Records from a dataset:

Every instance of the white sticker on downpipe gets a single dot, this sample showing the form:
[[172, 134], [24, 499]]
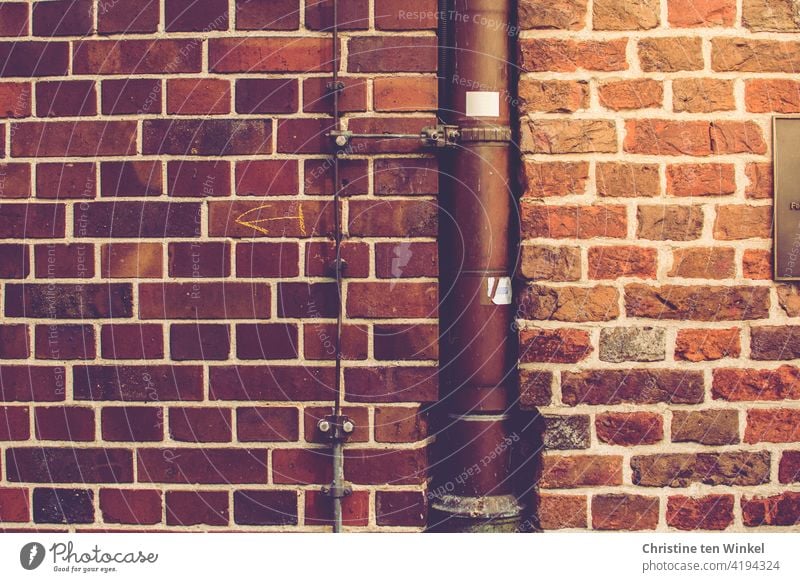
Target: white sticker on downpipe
[[483, 104]]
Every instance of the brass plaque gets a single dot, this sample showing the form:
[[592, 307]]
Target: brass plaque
[[786, 152]]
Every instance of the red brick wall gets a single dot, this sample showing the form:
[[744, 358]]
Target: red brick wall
[[165, 210], [654, 342]]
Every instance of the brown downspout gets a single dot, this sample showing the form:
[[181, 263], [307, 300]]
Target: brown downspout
[[472, 486]]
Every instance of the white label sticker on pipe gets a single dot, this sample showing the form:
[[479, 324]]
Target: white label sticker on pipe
[[483, 104]]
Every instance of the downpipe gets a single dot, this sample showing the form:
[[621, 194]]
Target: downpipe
[[472, 488]]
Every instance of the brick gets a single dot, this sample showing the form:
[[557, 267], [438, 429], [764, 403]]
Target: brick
[[68, 301], [386, 466], [571, 304], [400, 425], [387, 54], [205, 466], [770, 15], [616, 262], [392, 300], [648, 386], [702, 95], [554, 346], [15, 180], [195, 16], [69, 465], [278, 383], [279, 259], [401, 508], [635, 94], [713, 427], [632, 344], [670, 55], [14, 503], [391, 384], [698, 303], [267, 178], [624, 512], [621, 15], [750, 55], [130, 178], [14, 261], [351, 16], [685, 469], [200, 425], [703, 263], [270, 55], [62, 18], [131, 96], [131, 260], [691, 13], [267, 14], [132, 424], [267, 95], [559, 14], [568, 221], [319, 511], [34, 58], [393, 218], [66, 99], [138, 383], [61, 139], [31, 384], [132, 341], [136, 57], [266, 341], [570, 136], [772, 426], [260, 507], [789, 468], [14, 342], [14, 18], [580, 471], [740, 385], [562, 511], [318, 341], [130, 506], [14, 424], [737, 222], [701, 180], [267, 424], [281, 218], [64, 342], [629, 428], [204, 301], [567, 56], [207, 137], [406, 342], [405, 94], [63, 505], [778, 510], [66, 180], [196, 341], [301, 466], [669, 222], [64, 423], [138, 219], [700, 345], [536, 95], [563, 432], [544, 263], [545, 179], [128, 17]]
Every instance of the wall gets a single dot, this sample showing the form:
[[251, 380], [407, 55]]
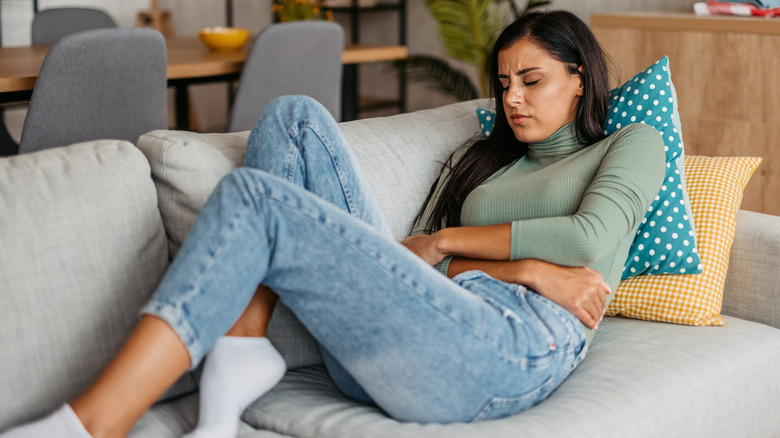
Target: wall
[[210, 105], [424, 37]]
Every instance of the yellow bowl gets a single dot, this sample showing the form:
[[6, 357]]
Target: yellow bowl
[[224, 38]]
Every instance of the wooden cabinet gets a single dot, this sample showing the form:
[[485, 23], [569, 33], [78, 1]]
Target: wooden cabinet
[[727, 74]]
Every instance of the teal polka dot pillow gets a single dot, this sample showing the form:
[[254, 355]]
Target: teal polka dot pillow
[[665, 241]]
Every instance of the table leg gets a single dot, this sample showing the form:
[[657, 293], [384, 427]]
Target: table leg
[[182, 106], [349, 92], [7, 144]]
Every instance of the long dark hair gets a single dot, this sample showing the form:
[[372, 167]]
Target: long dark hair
[[565, 38]]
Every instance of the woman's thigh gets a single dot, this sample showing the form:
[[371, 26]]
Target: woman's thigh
[[423, 347]]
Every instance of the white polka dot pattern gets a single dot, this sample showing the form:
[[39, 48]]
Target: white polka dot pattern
[[715, 186], [665, 242]]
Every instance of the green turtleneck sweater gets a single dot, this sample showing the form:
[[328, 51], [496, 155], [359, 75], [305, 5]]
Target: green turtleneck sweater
[[572, 204]]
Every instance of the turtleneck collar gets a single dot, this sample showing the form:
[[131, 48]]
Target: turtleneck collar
[[560, 144]]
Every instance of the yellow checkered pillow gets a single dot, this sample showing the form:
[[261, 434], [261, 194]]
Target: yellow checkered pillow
[[715, 186]]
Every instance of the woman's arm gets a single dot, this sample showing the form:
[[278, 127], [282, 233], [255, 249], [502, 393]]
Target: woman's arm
[[582, 291], [490, 242]]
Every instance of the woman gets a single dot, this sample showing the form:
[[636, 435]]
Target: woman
[[533, 224]]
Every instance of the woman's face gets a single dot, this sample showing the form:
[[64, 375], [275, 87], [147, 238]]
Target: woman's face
[[540, 95]]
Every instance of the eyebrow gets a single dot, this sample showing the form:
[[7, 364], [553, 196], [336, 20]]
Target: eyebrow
[[521, 72]]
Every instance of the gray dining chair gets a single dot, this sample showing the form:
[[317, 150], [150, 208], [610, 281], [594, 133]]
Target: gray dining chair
[[302, 57], [49, 25], [103, 83]]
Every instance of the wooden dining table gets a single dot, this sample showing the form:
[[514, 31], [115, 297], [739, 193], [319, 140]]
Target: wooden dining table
[[189, 62]]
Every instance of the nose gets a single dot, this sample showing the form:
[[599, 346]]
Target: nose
[[514, 95]]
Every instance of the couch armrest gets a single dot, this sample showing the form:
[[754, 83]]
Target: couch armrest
[[752, 288]]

What you will do
An exact copy of the entries above is required; pictures are not part of it.

Answer to the problem
Every instance of the white sticker on downpipe gets a single dot, this sample showing the form:
[[172, 134], [24, 499]]
Target: white sticker on downpipe
[[483, 104]]
Every instance of the brass plaque gets a single dot, this sample showing the form:
[[592, 307]]
Target: brass plaque
[[786, 152]]
Every instance of the red brick wall gets a single dot, this sample showing the form:
[[744, 358]]
Target: red brick wall
[[165, 210], [654, 342]]
Every instance of the brown downspout gets a single dot, this sample showing the form:
[[181, 263], [307, 300]]
Target: brown downspout
[[472, 486]]
Every instance of the white label sticker on pipe gets a single dot, this sample showing the form:
[[479, 324]]
Target: white label sticker on pipe
[[483, 104]]
Every instance of the downpipe gets a single dot, this sample showing the form:
[[621, 194]]
Target: downpipe
[[472, 488]]
Every instance of the brick gets a single dot, this sample showing the form:
[[557, 267], [438, 429], [764, 403]]
Target: brick
[[68, 301], [386, 466], [571, 304], [400, 425], [387, 54], [205, 466], [770, 15], [616, 262], [392, 300], [648, 386], [702, 95], [554, 346], [15, 180], [195, 16], [69, 465], [278, 383], [279, 259], [401, 508], [635, 94], [713, 427], [632, 344], [670, 55], [14, 503], [391, 384], [698, 303], [267, 178], [624, 512], [621, 15], [750, 55], [130, 178], [14, 261], [351, 16], [685, 469], [200, 425], [703, 263], [270, 55], [62, 18], [131, 96], [131, 260], [691, 13], [267, 14], [132, 424], [267, 95], [559, 14], [568, 221], [319, 511], [34, 58], [393, 218], [66, 99], [138, 383], [61, 139], [31, 384], [132, 341], [136, 57], [266, 341], [570, 136], [772, 426], [260, 507], [789, 468], [14, 342], [14, 18], [580, 471], [740, 385], [562, 511], [318, 341], [130, 506], [14, 424], [737, 222], [701, 180], [267, 424], [281, 218], [64, 342], [629, 428], [204, 301], [567, 56], [207, 137], [406, 342], [405, 94], [63, 505], [778, 510], [66, 180], [196, 341], [301, 466], [669, 222], [64, 423], [138, 219], [700, 345], [536, 95], [563, 432], [544, 263], [545, 179], [128, 17]]
Every instance of the wall gets a single dot, this sample showing the form:
[[251, 380], [407, 55]]
Target: wall
[[210, 105], [424, 37]]
Every instance of the yellow bowl gets a single dot, this sample showing the form:
[[6, 357]]
Target: yellow bowl
[[224, 38]]
Every instance of the wooden cabinet gets a single dot, this sample showing the form:
[[485, 23], [569, 33], [78, 1]]
Target: wooden cabinet
[[727, 74]]
Every instance of the teal polka dot pillow gets a single dot, this sample showing the form:
[[254, 355]]
Target: teal polka dot pillow
[[665, 241]]
Every instance of the table leg gets a single dot, this sample showing the form:
[[657, 293], [384, 427]]
Target: table leg
[[182, 106], [349, 92], [7, 144]]
Every instance of the long dark hair gets a single dot, this sample showing the form:
[[372, 167]]
Target: long dark hair
[[565, 38]]
Every instance of the woman's thigh gets a single dot, this sample showing the form:
[[371, 26]]
Target: woman's thigh
[[423, 347]]
Every instance of the white polka dot pattern gets a single dot, this sample showing the form:
[[39, 48]]
Target: white polka dot pattern
[[715, 186], [665, 242]]
Every instance of the green turtleneck sweater gets a single dot, this sample showing the form:
[[328, 51], [496, 155], [359, 75], [305, 5]]
Target: green turtleneck sweater
[[572, 204]]
Every instance of the turtleneck collar gets a single dot, this sample showing the form:
[[131, 48]]
Target: turtleneck collar
[[560, 144]]
Every instance of the yellow checkered pillow gets a single dot, this sample showing the form:
[[261, 434], [261, 194]]
Target: yellow checkered pillow
[[715, 186]]
Every instance of the woman's arm gets a single dot, this sample showing the form:
[[278, 127], [282, 233], [255, 249], [502, 393]]
Target: woman's arm
[[582, 291], [490, 242]]
Every instance of the woman gets a single dot, this sample showing the form:
[[636, 435]]
Target: woman
[[533, 224]]
Every instance of the woman's face gets a single dot, this sample showing the form:
[[64, 375], [275, 87], [147, 238]]
Target: woman's face
[[540, 95]]
Every instance of the eyebrow gets a single dot, this sample showing the form:
[[7, 364], [553, 196], [336, 20]]
Target: eyebrow
[[521, 72]]
Every instance of the gray dining chair gets a single dot, this sample showing the form:
[[317, 150], [150, 208], [610, 281], [594, 133]]
Target: gray dining chair
[[302, 57], [49, 25], [103, 83]]
Every instance of the wooden dining table gets a single dot, this sample showing the form:
[[514, 31], [115, 297], [739, 193], [319, 140]]
Target: wooden dining table
[[189, 62]]
Every instance of the nose gets a single dot, this sample showing the form:
[[599, 346]]
Target: nose
[[514, 95]]
Every instance of the couch armrest gets a single dot, this sample showing the form:
[[754, 83]]
Target: couch armrest
[[752, 288]]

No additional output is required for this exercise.